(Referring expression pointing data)

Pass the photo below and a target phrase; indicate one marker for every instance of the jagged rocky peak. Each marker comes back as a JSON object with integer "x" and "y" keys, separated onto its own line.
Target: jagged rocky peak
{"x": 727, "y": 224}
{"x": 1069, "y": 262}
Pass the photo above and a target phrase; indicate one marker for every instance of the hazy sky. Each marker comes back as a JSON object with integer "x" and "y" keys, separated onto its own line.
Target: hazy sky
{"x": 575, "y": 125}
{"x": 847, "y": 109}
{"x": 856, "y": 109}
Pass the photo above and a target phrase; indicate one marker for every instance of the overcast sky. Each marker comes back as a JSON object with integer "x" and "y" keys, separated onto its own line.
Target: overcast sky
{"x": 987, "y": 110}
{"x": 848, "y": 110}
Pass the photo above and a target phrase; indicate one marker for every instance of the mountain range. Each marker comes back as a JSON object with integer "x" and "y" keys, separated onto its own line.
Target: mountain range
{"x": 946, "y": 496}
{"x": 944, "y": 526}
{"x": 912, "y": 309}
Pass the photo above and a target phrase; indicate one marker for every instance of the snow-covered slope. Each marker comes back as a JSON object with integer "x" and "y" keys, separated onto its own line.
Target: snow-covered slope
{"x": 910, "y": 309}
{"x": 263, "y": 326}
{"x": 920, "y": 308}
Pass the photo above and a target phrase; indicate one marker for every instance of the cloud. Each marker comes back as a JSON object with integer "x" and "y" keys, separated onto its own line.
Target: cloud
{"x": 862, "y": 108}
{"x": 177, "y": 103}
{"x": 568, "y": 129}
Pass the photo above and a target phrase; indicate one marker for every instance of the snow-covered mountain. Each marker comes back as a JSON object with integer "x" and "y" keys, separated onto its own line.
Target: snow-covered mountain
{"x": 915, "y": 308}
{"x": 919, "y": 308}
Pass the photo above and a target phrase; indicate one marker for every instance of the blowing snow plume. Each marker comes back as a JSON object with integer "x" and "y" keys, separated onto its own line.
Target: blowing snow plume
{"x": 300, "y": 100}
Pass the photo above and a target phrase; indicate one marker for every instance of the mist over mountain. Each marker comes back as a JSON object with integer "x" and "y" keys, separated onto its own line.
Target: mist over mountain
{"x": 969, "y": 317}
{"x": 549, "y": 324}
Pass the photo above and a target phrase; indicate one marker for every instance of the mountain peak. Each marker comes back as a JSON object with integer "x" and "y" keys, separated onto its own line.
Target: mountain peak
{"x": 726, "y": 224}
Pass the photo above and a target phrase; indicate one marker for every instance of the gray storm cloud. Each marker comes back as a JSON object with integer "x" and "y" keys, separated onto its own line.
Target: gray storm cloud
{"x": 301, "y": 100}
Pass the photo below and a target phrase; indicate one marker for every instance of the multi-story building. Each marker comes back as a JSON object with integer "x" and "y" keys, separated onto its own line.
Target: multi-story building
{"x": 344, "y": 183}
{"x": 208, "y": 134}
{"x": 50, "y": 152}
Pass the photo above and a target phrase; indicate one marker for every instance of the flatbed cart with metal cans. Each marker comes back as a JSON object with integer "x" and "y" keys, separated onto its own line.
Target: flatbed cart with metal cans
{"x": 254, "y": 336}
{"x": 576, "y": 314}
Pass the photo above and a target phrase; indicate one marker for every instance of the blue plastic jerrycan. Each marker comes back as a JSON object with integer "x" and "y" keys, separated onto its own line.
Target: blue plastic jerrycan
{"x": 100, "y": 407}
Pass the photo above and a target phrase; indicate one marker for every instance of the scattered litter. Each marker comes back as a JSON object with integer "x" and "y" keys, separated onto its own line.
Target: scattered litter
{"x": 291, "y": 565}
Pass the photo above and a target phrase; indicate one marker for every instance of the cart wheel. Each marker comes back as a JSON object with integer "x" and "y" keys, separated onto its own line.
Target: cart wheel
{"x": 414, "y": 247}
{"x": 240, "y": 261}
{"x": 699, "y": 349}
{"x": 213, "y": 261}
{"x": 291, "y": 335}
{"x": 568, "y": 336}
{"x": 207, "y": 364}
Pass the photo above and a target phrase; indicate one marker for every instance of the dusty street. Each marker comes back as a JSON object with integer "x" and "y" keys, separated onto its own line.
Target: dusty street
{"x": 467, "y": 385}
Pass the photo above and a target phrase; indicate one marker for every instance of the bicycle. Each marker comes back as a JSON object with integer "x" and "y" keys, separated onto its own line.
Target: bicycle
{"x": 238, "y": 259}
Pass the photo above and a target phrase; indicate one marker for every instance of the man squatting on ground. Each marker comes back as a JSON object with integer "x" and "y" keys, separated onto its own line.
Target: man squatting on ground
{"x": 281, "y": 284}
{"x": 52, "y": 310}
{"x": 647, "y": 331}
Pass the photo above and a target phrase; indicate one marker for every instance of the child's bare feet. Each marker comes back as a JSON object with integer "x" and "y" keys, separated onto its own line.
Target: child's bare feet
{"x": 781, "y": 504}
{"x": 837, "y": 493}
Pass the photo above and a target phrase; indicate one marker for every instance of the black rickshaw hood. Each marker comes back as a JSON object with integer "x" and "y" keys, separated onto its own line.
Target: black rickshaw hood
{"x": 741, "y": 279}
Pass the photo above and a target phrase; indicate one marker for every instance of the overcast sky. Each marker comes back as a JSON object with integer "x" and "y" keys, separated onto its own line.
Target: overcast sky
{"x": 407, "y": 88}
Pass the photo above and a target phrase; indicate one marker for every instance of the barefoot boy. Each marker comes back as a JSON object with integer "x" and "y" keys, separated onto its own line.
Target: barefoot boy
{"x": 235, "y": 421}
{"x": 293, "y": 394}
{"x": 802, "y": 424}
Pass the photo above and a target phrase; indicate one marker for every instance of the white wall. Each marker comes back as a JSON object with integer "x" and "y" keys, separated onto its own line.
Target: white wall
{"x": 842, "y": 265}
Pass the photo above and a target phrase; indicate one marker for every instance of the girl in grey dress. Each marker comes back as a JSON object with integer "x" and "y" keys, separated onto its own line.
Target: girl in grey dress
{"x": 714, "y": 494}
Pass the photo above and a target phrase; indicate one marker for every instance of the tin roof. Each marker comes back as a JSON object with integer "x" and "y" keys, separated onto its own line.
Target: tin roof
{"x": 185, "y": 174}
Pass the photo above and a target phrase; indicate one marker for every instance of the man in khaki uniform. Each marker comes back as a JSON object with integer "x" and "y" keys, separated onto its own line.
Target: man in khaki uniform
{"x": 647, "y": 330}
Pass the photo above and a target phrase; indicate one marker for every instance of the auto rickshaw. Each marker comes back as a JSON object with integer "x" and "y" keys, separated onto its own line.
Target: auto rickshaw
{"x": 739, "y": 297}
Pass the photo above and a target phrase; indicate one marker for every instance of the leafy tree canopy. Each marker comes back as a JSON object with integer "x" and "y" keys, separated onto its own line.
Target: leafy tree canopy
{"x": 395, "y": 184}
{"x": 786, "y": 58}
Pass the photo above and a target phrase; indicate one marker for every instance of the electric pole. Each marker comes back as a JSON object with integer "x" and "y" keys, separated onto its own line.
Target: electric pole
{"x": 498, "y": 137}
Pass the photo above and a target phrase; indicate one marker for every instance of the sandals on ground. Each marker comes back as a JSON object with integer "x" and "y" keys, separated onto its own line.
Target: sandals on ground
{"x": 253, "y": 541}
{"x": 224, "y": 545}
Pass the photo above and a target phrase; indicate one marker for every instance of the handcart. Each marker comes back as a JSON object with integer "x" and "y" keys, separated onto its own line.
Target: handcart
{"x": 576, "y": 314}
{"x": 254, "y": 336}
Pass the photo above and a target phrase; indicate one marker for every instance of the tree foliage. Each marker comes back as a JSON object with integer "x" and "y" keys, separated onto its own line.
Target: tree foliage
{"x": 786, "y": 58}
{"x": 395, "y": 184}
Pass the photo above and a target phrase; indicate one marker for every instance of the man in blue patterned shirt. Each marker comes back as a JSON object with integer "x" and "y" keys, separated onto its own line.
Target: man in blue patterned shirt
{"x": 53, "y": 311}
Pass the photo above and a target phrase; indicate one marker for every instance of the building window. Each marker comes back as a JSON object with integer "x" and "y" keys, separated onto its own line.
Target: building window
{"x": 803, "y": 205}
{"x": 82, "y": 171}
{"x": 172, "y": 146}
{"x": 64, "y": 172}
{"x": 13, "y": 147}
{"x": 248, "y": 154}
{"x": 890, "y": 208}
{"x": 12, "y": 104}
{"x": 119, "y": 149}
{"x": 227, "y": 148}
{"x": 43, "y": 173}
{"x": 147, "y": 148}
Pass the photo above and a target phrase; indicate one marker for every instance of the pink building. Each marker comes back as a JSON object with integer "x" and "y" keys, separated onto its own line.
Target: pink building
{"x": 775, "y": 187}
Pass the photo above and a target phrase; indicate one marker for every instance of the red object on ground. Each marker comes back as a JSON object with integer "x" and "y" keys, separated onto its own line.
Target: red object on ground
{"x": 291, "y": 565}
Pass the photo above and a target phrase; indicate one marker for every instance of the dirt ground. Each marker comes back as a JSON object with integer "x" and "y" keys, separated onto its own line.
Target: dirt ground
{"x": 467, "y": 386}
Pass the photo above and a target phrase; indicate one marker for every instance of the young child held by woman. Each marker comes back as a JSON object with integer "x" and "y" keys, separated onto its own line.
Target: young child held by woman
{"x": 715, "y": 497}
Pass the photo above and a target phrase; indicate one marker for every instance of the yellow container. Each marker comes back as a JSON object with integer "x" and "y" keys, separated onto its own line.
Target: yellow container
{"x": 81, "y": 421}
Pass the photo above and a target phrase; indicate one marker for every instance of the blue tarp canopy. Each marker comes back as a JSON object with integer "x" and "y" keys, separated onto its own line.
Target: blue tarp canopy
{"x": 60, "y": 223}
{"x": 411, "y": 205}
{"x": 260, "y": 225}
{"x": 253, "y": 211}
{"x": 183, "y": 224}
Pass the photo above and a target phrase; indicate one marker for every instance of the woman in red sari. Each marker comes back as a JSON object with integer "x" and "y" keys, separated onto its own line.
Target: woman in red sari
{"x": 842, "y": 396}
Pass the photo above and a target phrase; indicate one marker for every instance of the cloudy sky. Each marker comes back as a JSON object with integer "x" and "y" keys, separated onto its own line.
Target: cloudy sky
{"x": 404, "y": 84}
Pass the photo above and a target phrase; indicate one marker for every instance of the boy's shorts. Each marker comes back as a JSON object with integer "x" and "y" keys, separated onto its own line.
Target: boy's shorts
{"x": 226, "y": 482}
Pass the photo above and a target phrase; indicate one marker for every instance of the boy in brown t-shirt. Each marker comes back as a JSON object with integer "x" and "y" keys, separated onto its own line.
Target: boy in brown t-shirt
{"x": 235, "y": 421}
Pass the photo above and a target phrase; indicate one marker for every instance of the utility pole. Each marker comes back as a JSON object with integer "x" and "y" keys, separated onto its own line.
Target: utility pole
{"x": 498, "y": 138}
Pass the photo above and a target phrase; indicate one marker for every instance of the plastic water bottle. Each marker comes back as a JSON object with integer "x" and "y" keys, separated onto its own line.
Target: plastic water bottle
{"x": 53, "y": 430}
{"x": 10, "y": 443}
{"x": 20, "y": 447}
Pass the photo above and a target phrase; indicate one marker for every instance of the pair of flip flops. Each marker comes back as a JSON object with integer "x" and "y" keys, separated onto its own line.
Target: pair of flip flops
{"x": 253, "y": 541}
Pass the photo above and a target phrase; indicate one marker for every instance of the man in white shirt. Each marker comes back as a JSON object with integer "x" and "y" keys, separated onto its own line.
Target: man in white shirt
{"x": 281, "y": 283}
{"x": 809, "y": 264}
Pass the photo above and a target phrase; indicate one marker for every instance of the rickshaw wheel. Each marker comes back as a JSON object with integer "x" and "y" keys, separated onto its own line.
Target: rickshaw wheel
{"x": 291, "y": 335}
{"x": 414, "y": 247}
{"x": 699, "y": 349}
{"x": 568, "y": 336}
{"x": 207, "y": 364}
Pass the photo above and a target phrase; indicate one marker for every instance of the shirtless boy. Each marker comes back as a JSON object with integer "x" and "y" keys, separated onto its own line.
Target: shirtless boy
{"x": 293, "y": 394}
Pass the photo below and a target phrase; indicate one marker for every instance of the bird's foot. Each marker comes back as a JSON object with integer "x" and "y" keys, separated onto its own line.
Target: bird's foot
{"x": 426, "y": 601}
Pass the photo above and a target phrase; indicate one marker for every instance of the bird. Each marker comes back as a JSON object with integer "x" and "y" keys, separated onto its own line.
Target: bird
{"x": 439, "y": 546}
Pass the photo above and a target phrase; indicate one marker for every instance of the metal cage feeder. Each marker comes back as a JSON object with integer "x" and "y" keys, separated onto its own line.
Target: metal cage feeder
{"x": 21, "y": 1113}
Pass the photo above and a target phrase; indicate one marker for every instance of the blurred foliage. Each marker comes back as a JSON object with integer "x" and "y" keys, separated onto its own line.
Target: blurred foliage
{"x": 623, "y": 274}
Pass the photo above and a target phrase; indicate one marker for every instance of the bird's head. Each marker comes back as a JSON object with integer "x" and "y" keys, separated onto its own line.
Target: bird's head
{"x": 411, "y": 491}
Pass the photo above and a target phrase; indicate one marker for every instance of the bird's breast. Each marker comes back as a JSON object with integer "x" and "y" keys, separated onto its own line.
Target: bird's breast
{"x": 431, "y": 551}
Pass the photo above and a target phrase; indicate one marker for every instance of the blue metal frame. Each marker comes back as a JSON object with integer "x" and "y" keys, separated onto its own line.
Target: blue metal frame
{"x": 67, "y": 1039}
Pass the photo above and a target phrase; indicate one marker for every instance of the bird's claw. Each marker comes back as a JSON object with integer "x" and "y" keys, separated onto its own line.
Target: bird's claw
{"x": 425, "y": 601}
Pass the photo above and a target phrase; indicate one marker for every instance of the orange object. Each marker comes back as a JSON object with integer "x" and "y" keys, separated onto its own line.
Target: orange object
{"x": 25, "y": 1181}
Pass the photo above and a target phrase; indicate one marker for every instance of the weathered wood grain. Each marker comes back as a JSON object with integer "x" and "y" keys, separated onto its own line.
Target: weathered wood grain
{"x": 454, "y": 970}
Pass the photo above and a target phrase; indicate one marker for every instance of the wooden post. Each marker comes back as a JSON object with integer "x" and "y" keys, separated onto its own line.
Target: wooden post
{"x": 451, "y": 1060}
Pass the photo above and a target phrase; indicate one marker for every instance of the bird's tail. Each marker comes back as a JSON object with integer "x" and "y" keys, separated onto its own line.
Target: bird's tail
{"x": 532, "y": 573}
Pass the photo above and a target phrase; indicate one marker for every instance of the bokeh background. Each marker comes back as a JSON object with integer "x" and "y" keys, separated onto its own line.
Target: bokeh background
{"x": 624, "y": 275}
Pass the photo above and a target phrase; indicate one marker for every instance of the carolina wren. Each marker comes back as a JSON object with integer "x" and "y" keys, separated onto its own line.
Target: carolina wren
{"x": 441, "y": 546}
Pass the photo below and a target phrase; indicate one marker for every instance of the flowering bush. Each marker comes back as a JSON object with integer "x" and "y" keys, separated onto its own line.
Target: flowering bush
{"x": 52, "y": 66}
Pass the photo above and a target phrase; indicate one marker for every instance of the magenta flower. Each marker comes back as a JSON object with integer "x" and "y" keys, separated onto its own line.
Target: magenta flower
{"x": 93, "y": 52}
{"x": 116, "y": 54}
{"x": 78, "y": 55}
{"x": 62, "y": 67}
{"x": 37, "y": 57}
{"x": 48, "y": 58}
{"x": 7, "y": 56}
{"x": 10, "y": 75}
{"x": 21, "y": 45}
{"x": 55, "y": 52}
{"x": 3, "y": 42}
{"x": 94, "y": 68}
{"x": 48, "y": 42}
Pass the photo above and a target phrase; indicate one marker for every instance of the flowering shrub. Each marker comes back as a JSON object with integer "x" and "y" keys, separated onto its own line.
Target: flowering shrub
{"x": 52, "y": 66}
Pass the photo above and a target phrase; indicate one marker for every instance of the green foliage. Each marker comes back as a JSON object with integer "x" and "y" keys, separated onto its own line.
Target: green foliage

* _EXERCISE DESCRIPTION_
Lines holding "green": copy each one from the records above.

* _RESPONSE TO THE TASK_
Pass the photo above and a target phrase; indicate one marker for every instance of the green foliage. Each marker comes back as a JSON object with integer "x" and "y" keys, separated onto its own line.
Target: green foliage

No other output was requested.